Work through the data below and copy out every line where "instance" is found.

(Image-grounded pointing data)
*** Block opens ***
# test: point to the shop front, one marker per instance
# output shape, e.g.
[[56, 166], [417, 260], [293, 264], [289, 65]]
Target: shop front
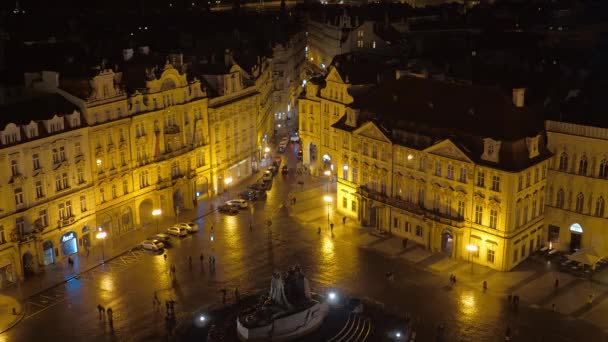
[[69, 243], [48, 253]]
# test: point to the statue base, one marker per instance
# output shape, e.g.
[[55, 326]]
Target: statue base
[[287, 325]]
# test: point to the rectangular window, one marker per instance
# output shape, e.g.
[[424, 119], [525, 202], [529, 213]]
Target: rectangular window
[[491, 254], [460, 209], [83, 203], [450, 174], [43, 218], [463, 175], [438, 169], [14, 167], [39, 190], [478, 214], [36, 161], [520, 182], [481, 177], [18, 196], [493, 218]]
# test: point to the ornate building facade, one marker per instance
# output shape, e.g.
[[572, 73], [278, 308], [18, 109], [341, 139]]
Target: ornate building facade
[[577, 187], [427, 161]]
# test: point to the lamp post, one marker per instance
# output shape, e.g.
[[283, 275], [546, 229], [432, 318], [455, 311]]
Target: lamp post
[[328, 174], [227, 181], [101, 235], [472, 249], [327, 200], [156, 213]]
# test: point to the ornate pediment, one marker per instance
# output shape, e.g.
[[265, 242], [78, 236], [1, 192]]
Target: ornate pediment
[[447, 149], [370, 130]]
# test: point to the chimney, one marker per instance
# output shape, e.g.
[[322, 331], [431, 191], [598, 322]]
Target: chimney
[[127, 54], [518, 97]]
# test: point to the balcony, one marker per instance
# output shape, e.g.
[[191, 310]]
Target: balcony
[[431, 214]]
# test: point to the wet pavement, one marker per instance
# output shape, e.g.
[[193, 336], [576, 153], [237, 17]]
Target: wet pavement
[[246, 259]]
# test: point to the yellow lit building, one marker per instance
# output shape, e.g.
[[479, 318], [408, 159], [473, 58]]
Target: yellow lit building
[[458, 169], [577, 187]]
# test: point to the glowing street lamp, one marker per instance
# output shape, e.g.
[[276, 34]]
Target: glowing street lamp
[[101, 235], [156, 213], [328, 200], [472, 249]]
*** Block closes ***
▶ [Answer space]:
# test: point to the shop front, one marker per instance
# test: point to the statue base, one marker per instance
# test: point to the rectangular window, one marker per instance
# test: point to the ornate building facade, one marker per instance
# test: point to the lamp post, one marker per instance
# test: point to the ornate pediment, one marker per instance
# test: point to the chimney, one marker per instance
# test: point to the balcony, one marker per instance
# test: point to the wet pavement, one marker per instance
# test: point to the yellow lit building, one marker per instance
# test: point to the glowing street lamp, one marker per instance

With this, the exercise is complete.